##### Data provided #####
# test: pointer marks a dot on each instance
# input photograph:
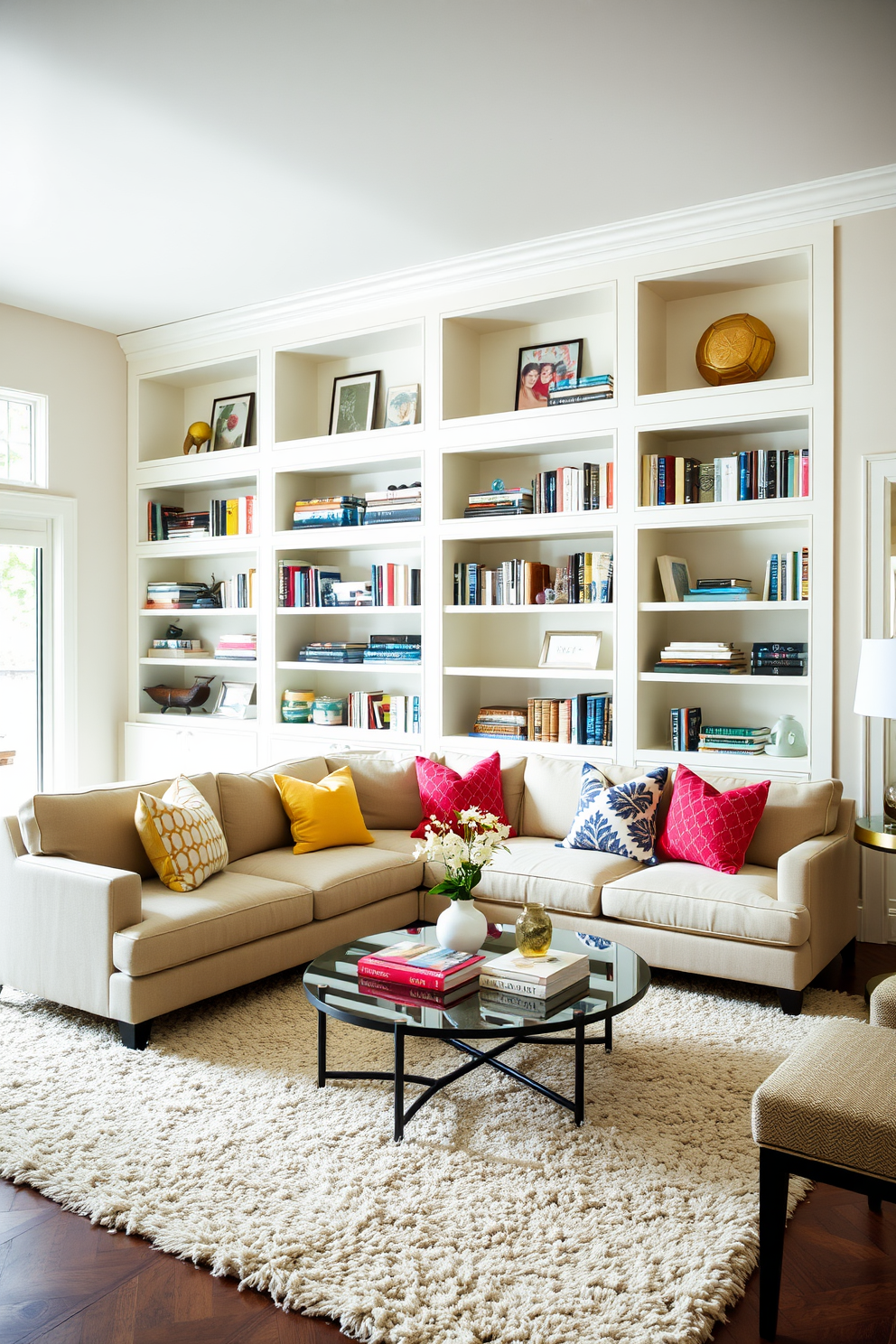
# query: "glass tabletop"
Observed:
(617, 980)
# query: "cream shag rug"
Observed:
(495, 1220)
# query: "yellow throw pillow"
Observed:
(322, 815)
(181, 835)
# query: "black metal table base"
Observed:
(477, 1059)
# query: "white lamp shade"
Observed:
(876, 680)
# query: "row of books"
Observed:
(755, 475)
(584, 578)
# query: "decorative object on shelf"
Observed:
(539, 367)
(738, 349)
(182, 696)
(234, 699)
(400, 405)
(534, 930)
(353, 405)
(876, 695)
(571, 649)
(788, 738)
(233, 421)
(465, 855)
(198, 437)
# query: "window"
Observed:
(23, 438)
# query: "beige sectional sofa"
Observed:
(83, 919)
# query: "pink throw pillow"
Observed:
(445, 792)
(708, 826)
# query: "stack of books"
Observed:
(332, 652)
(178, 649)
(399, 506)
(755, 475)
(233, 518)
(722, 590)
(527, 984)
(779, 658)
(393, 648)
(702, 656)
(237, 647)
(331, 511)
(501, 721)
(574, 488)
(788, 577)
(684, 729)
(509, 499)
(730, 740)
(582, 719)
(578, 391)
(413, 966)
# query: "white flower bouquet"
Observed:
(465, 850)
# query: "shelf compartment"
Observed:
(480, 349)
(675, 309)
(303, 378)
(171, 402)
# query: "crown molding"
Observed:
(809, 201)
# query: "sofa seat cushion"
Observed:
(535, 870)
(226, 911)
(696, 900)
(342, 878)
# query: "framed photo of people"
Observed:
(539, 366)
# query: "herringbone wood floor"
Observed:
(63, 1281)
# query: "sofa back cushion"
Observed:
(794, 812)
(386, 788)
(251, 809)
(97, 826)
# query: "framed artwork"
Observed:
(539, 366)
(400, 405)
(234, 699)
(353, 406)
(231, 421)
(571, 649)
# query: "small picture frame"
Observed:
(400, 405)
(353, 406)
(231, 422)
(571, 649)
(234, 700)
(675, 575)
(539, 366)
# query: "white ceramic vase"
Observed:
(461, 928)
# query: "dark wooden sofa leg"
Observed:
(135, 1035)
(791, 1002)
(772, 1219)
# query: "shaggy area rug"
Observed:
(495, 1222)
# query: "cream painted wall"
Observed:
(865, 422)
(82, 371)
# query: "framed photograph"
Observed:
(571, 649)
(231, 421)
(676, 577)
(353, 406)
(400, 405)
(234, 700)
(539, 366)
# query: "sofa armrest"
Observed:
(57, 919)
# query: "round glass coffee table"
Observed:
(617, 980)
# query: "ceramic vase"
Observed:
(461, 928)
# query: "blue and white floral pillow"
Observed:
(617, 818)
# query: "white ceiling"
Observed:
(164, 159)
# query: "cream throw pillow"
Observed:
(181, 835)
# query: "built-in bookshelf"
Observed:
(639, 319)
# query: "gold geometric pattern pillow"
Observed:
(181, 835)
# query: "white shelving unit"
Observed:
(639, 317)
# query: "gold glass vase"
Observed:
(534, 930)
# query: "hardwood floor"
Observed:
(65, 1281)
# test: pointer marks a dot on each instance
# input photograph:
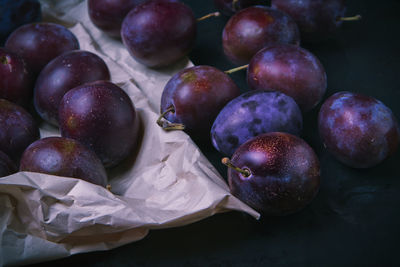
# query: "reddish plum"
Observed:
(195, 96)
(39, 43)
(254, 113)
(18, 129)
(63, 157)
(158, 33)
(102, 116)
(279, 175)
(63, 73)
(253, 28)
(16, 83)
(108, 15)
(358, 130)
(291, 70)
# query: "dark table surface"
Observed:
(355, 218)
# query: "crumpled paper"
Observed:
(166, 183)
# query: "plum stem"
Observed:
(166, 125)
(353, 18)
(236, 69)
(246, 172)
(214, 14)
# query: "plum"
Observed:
#####
I need each line of the entries that holds the string "glass" located and copied.

Result of the exercise ::
# query: "glass tabletop"
# query: "round glass coffee table"
# query: "gold glass vase"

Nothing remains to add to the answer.